An evildoer listens to wicked lips,
    and a liar gives ear to a mischievous tongue.
Whoever mocks the poor insults his Maker;
    he who is glad at calamity will not go unpunished.
Grandchildren are the crown of the aged,
    and the glory of children is their fathers.
Fine speech is not becoming to a fool;
    still less is false speech to a prince.
A bribe is like a magic stone in the eyes of the one who gives it;
    wherever he turns he prospers.
Whoever covers an offense seeks love,
    but he who repeats a matter separates close friends.

10 A rebuke goes deeper into a man of understanding
    than a hundred blows into a fool.
11 An evil man seeks only rebellion,
    and a cruel messenger will be sent against him.
12 Let a man meet a she-bear robbed of her cubs
    rather than a fool in his folly.
13 If anyone returns evil for good,
    evil will not depart from his house.
14 The beginning of strife is like letting out water,
    so quit before the quarrel breaks out.

15 He who justifies the wicked and he who condemns the righteous
    are both alike an abomination to the Lord.
16 Why should a fool have money in his hand to buy wisdom
    when he has no sense?
17 A friend loves at all times,
    and a brother is born for adversity.
18 One who lacks sense gives a pledge
    and puts up security in the presence of his neighbor.
19 Whoever loves transgression loves strife;
    he who makes his door high seeks destruction.

20 A man of crooked heart does not discover good,
    and one with a dishonest tongue falls into calamity.
21 He who sires a fool gets himself sorrow,
    and the father of a fool has no joy.
22 A joyful heart is good medicine,
    but a crushed spirit dries up the bones.
23 The wicked accepts a bribe in secret
    to pervert the ways of justice.
24 The discerning sets his face toward wisdom,
    but the eyes of a fool are on the ends of the earth.
25 A foolish son is a grief to his father
    and bitterness to her who bore him.
26 To impose a fine on a righteous man is not good,
    nor to strike the noble for their uprightness.
27 Whoever restrains his words has knowledge,
    and he who has a cool spirit is a man of understanding.

28 Even a fool who keeps silent is considered wise;
    when he closes his lips, he is deemed intelligent.

English Standard Version, copyright 2001 by Crossway Bibles. Used by permission. All rights reserved.

Digging Deeper

(Today’s questions focus on verses 1, 9, 14, 19, and 27.)

  1. Verse 1 presents a lesson about peace being more desirable than conflict. Why would it be better to have less with peace and quiet than more with strife?
  2. According to verse 9, what separates close friends? Who do you need to forgive or ask forgiveness from in order to restore friendship?
  3. Read verse 14 again and then consider Jesus’ words in Matthew 5:9: “Blessed are the peacemakers, for they shall be called sons of God.” How do these verses relate?
  4. In verse 19, having a high door meant wealth. Your wealth would be flaunted by making your door larger than those of your neighbors. Why is the love of “strife” (conflict) and the flaunting of wealth a bad combination? How do you love strife or flaunt your wealth today?
  5. Having knowledge is often equated with speaking out, but it should just as much produce silence (vs. 27). Jesus demonstrated this for us perfectly during his arrest and trial as he restrained his words when facing persecution and death (John 18). In what situation do you need to pray for his strength to display this same knowledge and wisdom to others? 

Respond to God

In our sinfulness, we desire to be the center of all things. This makes us easily offended, quick to speak, slow to serve, and always on the defensive. But the gospel shatters those behaviors because it breaks down our self-centered walls and gives us a new heart. If we truly understand the gospel, if we truly understand what Christ has done for us and our heart is full of him, then what comes out of our mouths and the way we live our lives should back that up. Does your life and the words you speak reflect a heart that has been changed by the gospel?

  • Ask God to give you “a cool [calm] spirit” that shows restraint and seeks to bring peace.
  • Pray Psalm 141:3: “Set a guard, O Lord, over my mouth; keep watch over the door of my lips!”

_Photo-based referring expression data_.
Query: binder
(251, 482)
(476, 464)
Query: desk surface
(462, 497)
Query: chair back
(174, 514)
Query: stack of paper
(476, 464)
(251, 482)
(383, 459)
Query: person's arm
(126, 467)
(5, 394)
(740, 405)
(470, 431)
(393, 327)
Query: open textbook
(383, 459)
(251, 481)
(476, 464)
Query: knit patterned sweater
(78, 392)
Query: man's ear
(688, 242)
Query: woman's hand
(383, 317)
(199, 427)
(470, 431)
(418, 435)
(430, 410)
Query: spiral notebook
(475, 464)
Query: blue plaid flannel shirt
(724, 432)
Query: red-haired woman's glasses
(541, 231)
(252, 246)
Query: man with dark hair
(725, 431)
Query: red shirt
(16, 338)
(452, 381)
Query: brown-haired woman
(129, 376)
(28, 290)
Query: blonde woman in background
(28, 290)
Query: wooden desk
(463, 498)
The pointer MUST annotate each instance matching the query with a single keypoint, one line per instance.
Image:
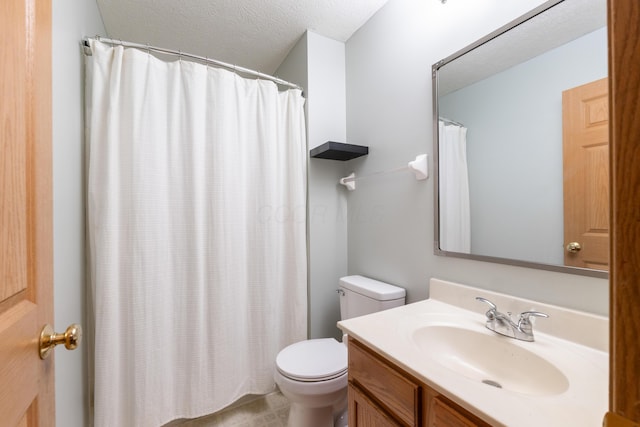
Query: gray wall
(389, 107)
(318, 63)
(72, 20)
(514, 149)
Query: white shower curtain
(197, 230)
(455, 219)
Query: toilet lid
(313, 360)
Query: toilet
(312, 374)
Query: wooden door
(624, 73)
(585, 129)
(26, 273)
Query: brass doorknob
(574, 247)
(49, 339)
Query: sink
(491, 359)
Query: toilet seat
(313, 360)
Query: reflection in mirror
(521, 118)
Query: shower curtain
(455, 219)
(197, 234)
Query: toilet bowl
(312, 374)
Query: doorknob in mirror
(574, 247)
(49, 339)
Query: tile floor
(271, 410)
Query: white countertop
(578, 350)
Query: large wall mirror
(521, 143)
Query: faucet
(503, 324)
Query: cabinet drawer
(398, 395)
(443, 414)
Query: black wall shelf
(338, 151)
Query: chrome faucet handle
(491, 313)
(525, 323)
(525, 315)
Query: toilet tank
(361, 295)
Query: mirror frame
(434, 74)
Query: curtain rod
(444, 119)
(203, 59)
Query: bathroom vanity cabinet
(382, 394)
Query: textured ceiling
(256, 34)
(560, 24)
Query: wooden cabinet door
(365, 413)
(26, 273)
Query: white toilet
(312, 374)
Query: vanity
(435, 363)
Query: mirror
(521, 143)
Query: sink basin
(491, 359)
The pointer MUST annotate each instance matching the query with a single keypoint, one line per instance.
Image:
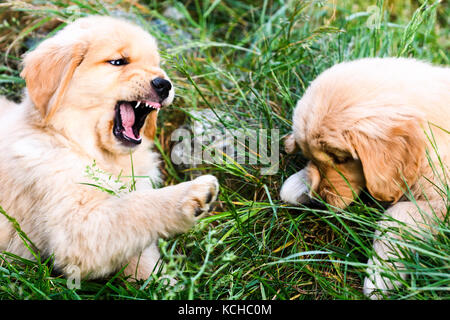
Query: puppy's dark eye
(118, 62)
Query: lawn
(247, 63)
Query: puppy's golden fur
(372, 121)
(66, 121)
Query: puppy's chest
(124, 176)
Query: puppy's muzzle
(162, 87)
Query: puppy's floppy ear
(290, 145)
(390, 161)
(47, 72)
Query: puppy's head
(353, 142)
(99, 79)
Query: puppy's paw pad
(201, 193)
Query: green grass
(250, 60)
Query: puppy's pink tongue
(128, 118)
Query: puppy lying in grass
(379, 124)
(93, 93)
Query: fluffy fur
(371, 121)
(65, 122)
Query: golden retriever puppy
(370, 124)
(93, 93)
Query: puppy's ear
(290, 145)
(47, 72)
(391, 161)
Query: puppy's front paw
(200, 194)
(295, 189)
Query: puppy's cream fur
(368, 121)
(64, 123)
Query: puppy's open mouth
(130, 118)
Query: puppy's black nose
(162, 87)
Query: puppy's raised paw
(200, 194)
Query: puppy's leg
(144, 264)
(101, 237)
(297, 188)
(405, 215)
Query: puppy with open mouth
(93, 93)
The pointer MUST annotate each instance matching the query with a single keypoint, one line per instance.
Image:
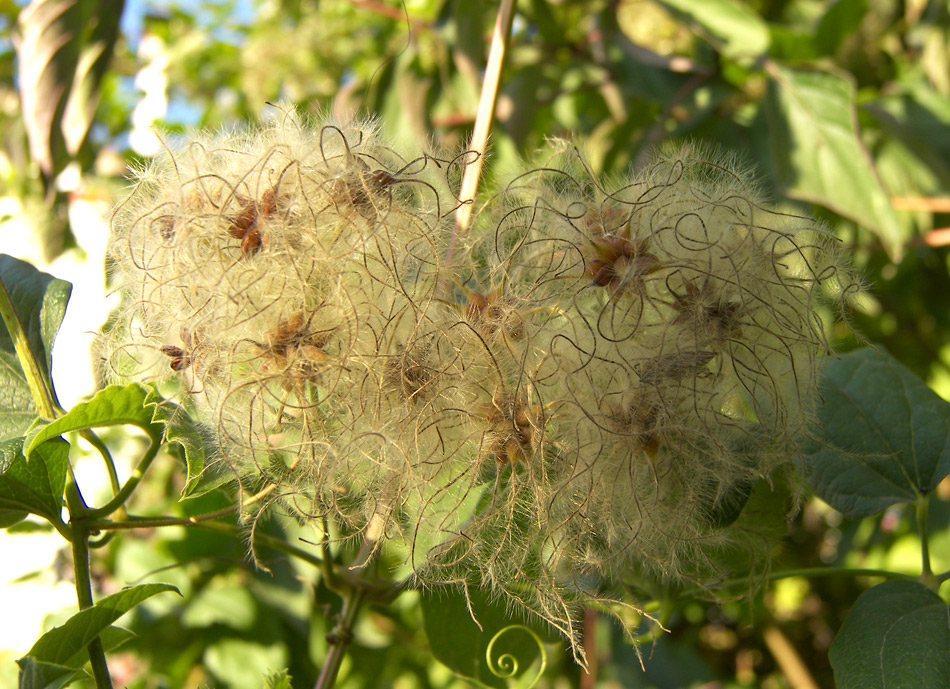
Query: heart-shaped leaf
(32, 305)
(35, 486)
(818, 153)
(884, 436)
(896, 635)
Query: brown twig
(483, 120)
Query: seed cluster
(585, 393)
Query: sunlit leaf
(884, 436)
(39, 304)
(63, 52)
(738, 31)
(818, 153)
(63, 644)
(116, 405)
(896, 635)
(457, 641)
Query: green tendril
(506, 666)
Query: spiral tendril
(506, 665)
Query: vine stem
(483, 120)
(42, 396)
(926, 572)
(80, 547)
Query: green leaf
(896, 635)
(111, 638)
(35, 674)
(838, 23)
(35, 486)
(39, 304)
(457, 642)
(818, 153)
(194, 440)
(232, 606)
(116, 405)
(884, 437)
(62, 645)
(43, 675)
(63, 53)
(241, 663)
(736, 30)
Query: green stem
(43, 398)
(203, 521)
(119, 499)
(340, 637)
(80, 547)
(90, 437)
(926, 573)
(483, 120)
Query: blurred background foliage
(842, 108)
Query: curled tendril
(506, 666)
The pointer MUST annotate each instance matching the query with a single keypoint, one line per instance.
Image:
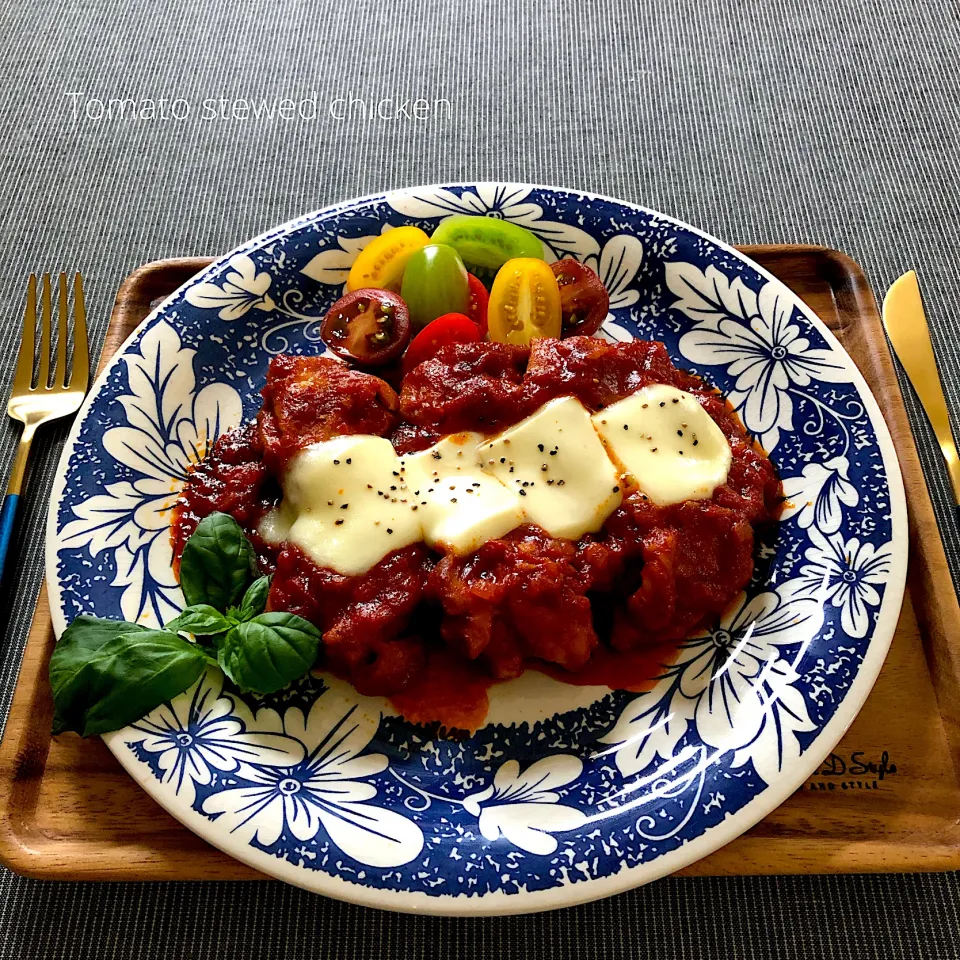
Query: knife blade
(906, 326)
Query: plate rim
(498, 903)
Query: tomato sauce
(433, 632)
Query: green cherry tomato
(434, 283)
(487, 243)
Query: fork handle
(8, 516)
(8, 512)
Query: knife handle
(8, 516)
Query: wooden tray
(887, 799)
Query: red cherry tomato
(450, 328)
(477, 305)
(584, 301)
(369, 327)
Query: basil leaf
(217, 562)
(201, 620)
(255, 599)
(268, 652)
(82, 638)
(101, 683)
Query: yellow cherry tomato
(524, 302)
(382, 261)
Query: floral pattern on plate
(330, 790)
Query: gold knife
(906, 326)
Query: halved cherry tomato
(486, 242)
(369, 327)
(477, 306)
(584, 301)
(434, 283)
(524, 303)
(382, 261)
(450, 328)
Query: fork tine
(43, 373)
(23, 378)
(60, 370)
(80, 372)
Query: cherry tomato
(486, 242)
(382, 261)
(584, 301)
(524, 303)
(477, 307)
(450, 328)
(369, 327)
(434, 283)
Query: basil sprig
(106, 674)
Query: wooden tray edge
(23, 853)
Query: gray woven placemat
(834, 122)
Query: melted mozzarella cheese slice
(556, 463)
(667, 442)
(460, 506)
(345, 504)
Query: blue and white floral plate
(568, 793)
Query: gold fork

_Problem to solve_. Repeat word for word the part of the text on wisdom and folly starting with "Whoever mocks the" and going on through "is their fathers.".

_Answer box_.
Whoever mocks the poor insults his Maker;
    he who is glad at calamity will not go unpunished.
Grandchildren are the crown of the aged,
    and the glory of children is their fathers.